#### WHAT IS NEEDED
Extract each line of the data below that contains the string "lawn". The match is case-sensitive.

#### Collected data
┌──
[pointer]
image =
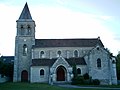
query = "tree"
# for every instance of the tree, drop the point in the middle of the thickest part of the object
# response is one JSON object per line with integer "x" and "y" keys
{"x": 74, "y": 71}
{"x": 6, "y": 69}
{"x": 118, "y": 65}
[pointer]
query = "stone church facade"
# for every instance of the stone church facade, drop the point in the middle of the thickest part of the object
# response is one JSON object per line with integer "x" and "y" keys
{"x": 52, "y": 60}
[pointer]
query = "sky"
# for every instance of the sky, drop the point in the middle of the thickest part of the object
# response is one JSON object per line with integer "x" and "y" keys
{"x": 63, "y": 19}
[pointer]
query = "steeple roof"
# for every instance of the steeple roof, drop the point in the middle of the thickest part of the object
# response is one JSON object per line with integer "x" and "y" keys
{"x": 25, "y": 13}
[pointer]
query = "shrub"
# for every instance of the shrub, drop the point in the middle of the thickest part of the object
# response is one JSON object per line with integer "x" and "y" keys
{"x": 78, "y": 80}
{"x": 96, "y": 82}
{"x": 86, "y": 76}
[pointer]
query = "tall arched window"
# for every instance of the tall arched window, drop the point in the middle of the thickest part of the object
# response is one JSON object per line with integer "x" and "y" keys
{"x": 24, "y": 50}
{"x": 42, "y": 54}
{"x": 59, "y": 53}
{"x": 22, "y": 30}
{"x": 78, "y": 71}
{"x": 99, "y": 63}
{"x": 41, "y": 72}
{"x": 75, "y": 53}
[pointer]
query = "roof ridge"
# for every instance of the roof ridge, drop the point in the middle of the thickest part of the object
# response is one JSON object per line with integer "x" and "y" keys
{"x": 25, "y": 13}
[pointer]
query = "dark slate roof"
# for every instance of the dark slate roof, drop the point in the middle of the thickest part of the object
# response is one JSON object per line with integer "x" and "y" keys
{"x": 68, "y": 42}
{"x": 76, "y": 61}
{"x": 7, "y": 59}
{"x": 43, "y": 62}
{"x": 50, "y": 62}
{"x": 25, "y": 13}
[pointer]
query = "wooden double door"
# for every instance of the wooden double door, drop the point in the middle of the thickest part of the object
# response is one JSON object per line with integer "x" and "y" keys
{"x": 61, "y": 73}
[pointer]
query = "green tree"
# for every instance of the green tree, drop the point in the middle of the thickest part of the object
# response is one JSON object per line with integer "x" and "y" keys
{"x": 118, "y": 65}
{"x": 6, "y": 69}
{"x": 74, "y": 71}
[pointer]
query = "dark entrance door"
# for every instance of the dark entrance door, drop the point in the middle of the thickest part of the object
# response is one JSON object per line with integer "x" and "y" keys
{"x": 61, "y": 74}
{"x": 24, "y": 76}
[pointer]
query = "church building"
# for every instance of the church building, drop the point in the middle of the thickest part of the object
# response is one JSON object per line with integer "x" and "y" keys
{"x": 52, "y": 60}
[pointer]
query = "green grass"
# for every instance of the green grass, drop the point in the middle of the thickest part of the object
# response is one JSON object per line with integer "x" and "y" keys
{"x": 39, "y": 86}
{"x": 35, "y": 86}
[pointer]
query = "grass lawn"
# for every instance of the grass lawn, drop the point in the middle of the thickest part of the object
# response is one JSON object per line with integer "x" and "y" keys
{"x": 35, "y": 86}
{"x": 39, "y": 86}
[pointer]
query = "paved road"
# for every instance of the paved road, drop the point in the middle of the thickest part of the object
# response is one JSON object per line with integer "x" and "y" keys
{"x": 73, "y": 86}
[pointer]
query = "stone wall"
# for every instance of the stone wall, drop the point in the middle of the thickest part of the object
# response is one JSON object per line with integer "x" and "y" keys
{"x": 35, "y": 74}
{"x": 66, "y": 52}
└──
#### COMPLETE ANSWER
query = "grass lawn"
# for every instance of the grass lawn, drop the point in the middle of the thickest part of the object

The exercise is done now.